Please reproduce, word for word, the passage of the discus forum thread below, starting with "thats what discus" and going on through "on the eggs.".

> [Page]:
-*-

# An Unexpected early Christmas present.



## bonsai dave (Apr 21, 2010)

Well The past few weeks have been very challenging personal and with my discus tank . Having to deal with the set backs with my car accidents and also dealing with my wife's health issues. Then to finally finish my 170 gallon discus tank only to have it leak out 30 to 40 gallons of water . So now i have to shut the tank down , move the fish in to a diffrent and tear down the set up to clean up the water under the stand and on the back wall. I must say this year has been a very stressful year for fish keeping for me . Having to deal with the massive fish die off right before the Olympics to dealing with Capillaria worms from fish i got from discussdigger . Losing 5 expensive discus in the process. Then having to nuke my tank and in the process of doing that i think i might have destroyed any chance of having my wild breeding pair breeding again . The treatment i put the fish through took a tool on the wilds caught and it has taken them a lot time to get over the treatment. Well during this past week I was ready to get rid of my whole collection and sell my tanks but thanks to my wife she has help me through the difficult time. Then today I after coming home from church and I found my red cover and albino leopard snake skin discus laying eggs and i caught some of it on video. Well this made me day and week. I'm gald i didn;t give the away or up on them. Enjoy. Sorry for a long post. I need to vent.


----------



## jobber (May 14, 2010)

Congratulations on the spawn. Must be exciting times and quite the rollercoaster. You've got my well wished for a better 2011! Good luck with the new brood  btw, merry xmas!


----------



## onefishtwofish (Apr 21, 2010)

yes congratz on th spawn. that is a nice surprise and a well deserved one.


----------



## davefrombc (Apr 21, 2010)

Merry Christmas Dave .. May the bounties of 2011 more than make up for the setbacks of 2010 !


----------



## April (Apr 21, 2010)

thats what discus are..a roller coaster ride!!! but WELL WORTH ONE. 
Once you get the collection your happy with..just dont add anymore..and problems will be minimal unless water issues. 
merry xmas and congrats on the eggs.


----------



## fraggalrock (Apr 21, 2010)

Merry Christmas Dave! and congrats on the spawn.2011 is your year!


----------



## gklaw (May 31, 2010)

Glad there is some excitment to give you some Christmas cheers. Will call you after Christmas. Hope you get the 170 gallon under control. Just get my 75 gallon set up except for the sump you brought over - need some more plumbing parts.

Let me know if you want a temporary home for you fish. I am sure my discus (and me  )would enjoy their company.


----------



## Morainy (Apr 21, 2010)

Really delightful news, Dave. I hope that you and your wife have a happy, healthy 2011.


----------

-*-

> [Recorded data]:
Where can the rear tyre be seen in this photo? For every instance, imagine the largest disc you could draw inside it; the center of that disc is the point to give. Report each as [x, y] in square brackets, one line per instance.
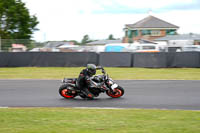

-*-

> [Exercise answer]:
thats what discus are..a roller coaster ride!!! but WELL WORTH ONE. 
Once you get the collection your happy with..just dont add anymore..and problems will be minimal unless water issues. 
merry xmas and congrats on the eggs.